▶ [REQUIREMENT]
Reproduce verbatim the lines of the records from the one containing "[point] blurred crowd" through the one containing "Target: wheel spoke", both inclusive, and leave out the pictures.

>> begin EXCERPTED DATA

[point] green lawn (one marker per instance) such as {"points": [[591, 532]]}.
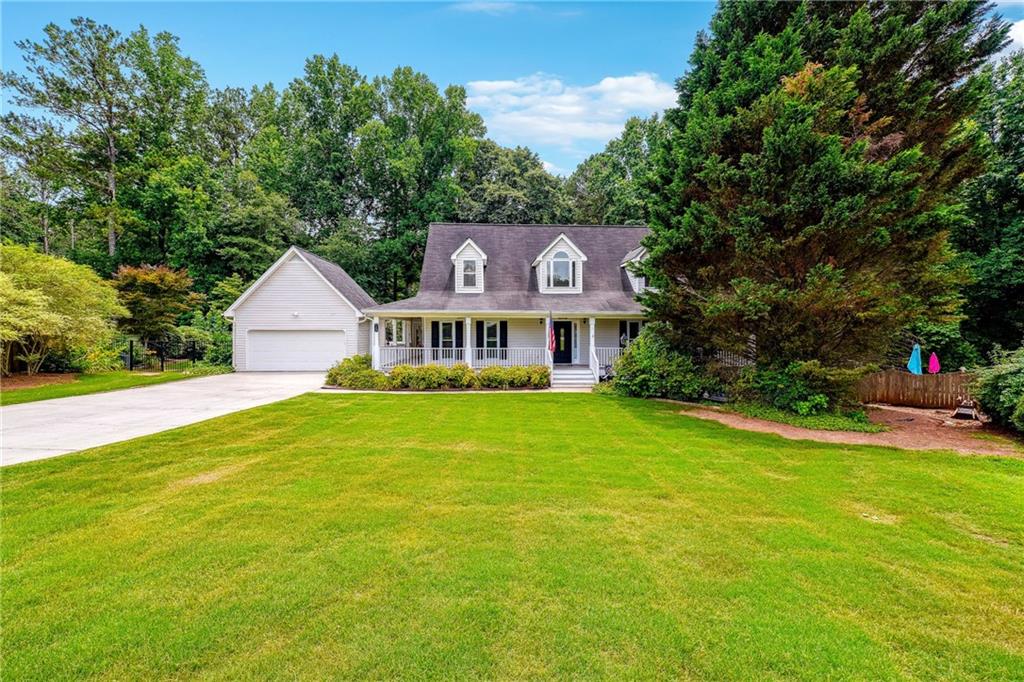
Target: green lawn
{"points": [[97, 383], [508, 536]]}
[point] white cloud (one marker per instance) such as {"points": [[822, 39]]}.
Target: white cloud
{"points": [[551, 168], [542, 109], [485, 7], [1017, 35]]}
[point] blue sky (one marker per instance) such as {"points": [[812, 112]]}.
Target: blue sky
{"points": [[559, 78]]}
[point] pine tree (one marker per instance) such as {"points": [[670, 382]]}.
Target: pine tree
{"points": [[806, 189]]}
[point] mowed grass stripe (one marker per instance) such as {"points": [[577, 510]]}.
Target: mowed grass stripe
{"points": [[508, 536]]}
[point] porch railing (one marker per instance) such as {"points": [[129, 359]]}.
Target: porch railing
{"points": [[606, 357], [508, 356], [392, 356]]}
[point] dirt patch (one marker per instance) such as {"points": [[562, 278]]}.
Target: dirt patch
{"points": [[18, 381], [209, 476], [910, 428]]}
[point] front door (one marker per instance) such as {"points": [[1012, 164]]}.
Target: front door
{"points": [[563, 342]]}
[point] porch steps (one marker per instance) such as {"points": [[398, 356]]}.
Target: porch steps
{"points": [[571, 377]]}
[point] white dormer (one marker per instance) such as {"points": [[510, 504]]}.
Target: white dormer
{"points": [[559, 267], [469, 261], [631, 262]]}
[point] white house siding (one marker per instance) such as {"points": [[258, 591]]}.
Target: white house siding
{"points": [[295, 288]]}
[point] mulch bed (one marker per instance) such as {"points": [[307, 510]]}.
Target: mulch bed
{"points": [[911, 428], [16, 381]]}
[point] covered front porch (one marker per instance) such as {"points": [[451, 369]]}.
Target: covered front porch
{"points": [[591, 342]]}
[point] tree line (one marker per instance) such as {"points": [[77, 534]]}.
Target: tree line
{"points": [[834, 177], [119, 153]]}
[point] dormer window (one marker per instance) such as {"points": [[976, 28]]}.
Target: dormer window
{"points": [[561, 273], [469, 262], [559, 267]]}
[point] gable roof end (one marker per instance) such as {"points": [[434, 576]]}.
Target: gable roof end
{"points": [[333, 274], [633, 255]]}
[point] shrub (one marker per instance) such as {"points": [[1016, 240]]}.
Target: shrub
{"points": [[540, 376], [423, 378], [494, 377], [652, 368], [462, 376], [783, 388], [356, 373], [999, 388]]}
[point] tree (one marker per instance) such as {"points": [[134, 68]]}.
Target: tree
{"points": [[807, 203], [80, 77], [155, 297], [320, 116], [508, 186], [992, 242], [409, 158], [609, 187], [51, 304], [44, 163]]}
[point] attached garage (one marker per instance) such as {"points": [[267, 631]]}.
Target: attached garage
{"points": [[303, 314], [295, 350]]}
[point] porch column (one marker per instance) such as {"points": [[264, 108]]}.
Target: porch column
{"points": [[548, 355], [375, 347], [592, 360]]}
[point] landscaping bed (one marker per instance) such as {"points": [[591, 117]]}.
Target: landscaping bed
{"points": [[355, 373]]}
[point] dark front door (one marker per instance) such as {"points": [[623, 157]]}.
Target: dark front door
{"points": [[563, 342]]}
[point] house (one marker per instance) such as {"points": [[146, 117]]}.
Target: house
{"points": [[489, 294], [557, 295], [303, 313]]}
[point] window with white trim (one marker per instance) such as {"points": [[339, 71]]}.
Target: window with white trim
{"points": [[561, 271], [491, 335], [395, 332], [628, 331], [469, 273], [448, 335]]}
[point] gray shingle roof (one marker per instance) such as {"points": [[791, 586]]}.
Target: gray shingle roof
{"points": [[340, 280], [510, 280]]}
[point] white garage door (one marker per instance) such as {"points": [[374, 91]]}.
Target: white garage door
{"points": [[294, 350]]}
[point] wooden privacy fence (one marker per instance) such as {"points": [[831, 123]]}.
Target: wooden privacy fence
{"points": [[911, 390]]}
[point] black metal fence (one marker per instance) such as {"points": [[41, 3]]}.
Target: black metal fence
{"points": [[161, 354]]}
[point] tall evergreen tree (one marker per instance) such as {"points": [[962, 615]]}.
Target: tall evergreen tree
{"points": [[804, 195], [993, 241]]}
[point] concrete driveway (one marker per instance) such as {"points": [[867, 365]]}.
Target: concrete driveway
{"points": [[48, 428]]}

>> end EXCERPTED DATA
>> begin EXCERPTED DATA

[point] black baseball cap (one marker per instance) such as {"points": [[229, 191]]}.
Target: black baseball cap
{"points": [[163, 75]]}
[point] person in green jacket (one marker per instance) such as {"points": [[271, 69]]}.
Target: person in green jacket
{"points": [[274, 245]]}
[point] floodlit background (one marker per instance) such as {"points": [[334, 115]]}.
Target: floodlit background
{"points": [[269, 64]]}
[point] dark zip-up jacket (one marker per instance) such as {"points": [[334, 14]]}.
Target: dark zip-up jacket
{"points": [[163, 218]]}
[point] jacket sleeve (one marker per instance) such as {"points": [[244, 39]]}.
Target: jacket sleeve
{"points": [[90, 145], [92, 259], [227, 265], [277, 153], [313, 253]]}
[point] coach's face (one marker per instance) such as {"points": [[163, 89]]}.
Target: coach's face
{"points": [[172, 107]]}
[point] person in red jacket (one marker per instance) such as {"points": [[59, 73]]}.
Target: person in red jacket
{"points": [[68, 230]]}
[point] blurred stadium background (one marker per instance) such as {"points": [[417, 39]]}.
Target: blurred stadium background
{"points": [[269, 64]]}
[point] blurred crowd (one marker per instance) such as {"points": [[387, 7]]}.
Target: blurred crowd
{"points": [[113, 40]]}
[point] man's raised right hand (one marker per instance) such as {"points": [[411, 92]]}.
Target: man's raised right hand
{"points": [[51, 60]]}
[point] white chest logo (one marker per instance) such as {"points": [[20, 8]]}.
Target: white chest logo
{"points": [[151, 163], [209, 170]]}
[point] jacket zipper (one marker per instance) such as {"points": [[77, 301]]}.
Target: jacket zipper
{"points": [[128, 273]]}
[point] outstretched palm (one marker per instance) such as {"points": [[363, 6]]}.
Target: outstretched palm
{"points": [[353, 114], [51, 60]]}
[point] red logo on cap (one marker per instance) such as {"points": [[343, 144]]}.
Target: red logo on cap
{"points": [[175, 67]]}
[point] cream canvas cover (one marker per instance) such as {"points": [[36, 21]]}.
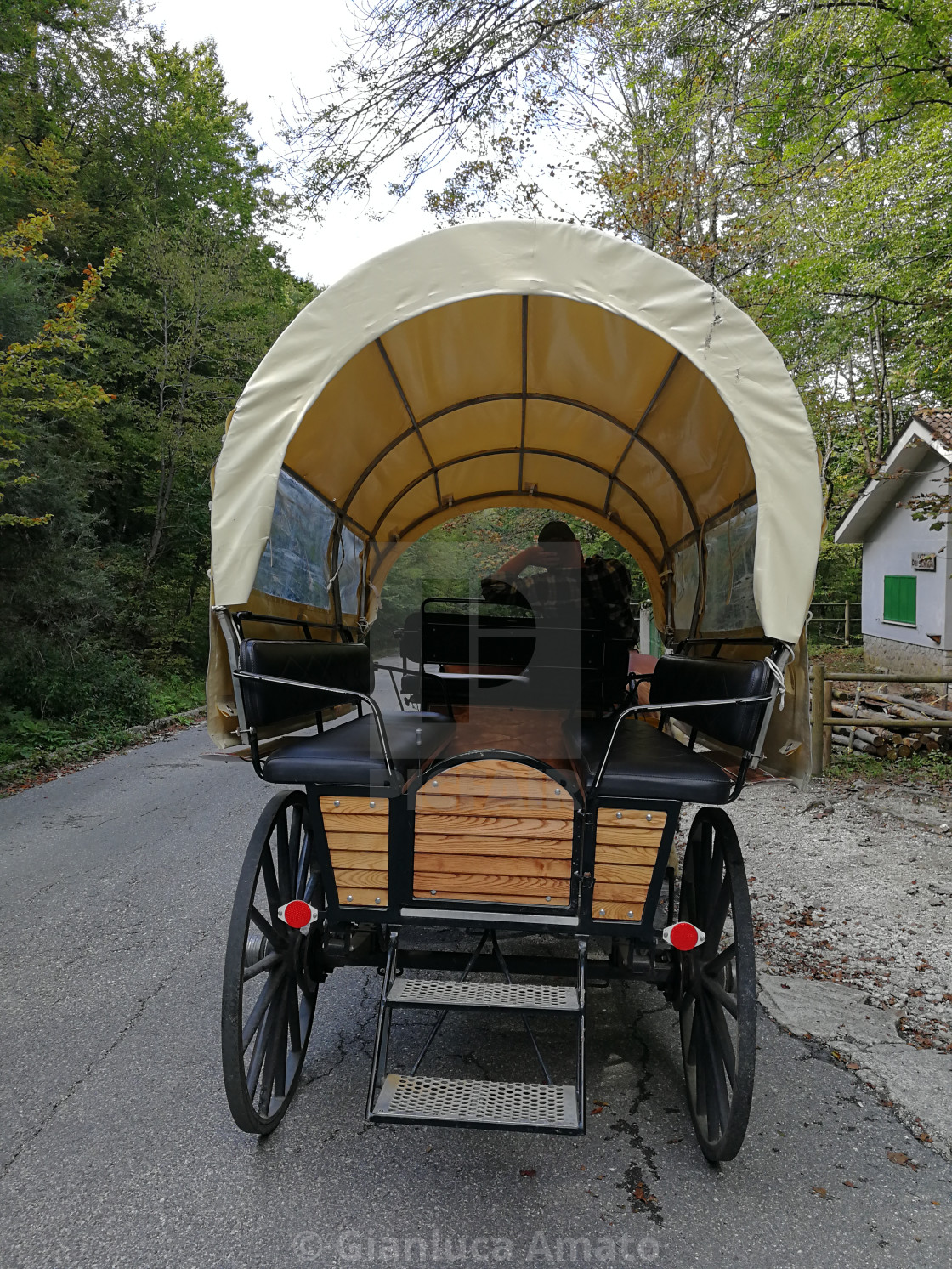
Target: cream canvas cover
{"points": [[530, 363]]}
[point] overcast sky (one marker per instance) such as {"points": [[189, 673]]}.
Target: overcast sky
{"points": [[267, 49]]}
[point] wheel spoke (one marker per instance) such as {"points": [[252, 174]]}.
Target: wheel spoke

>> end EXCERPTED DATA

▶ [THE RESPONSE]
[point] blurred crowd (one marker per instance) such as {"points": [[387, 7]]}.
Target: blurred crowd
{"points": [[113, 40]]}
[point] man's raised right hand (one marker per instance) such as {"points": [[411, 92]]}.
Target: man's raised right hand
{"points": [[51, 60]]}
[point] white chest logo (one marker per instance) such as {"points": [[20, 8]]}.
Target: white chest logo
{"points": [[151, 163], [209, 170]]}
[point] jacket zipper (one marker per instance) such as {"points": [[77, 301]]}.
Target: jacket zipper
{"points": [[128, 273]]}
[point] outstretched palm (one marker per instance) such as {"points": [[363, 6]]}.
Target: outstretched palm
{"points": [[353, 114], [51, 60]]}
[point] red logo on cap (one marker per instance) such as {"points": [[343, 144]]}.
Target: red logo on cap
{"points": [[175, 67]]}
[point] cream canvas cover (one marker per instance) such as {"points": [[36, 21]]}.
Target: cream canvas cover
{"points": [[530, 363]]}
[point] overcast sky (one marker per instance) such as {"points": [[189, 673]]}.
Target: overcast sky
{"points": [[267, 49]]}
[point] wheel spoke (one marker per instance) such as {"points": [[252, 174]]}.
Target: wheel spoke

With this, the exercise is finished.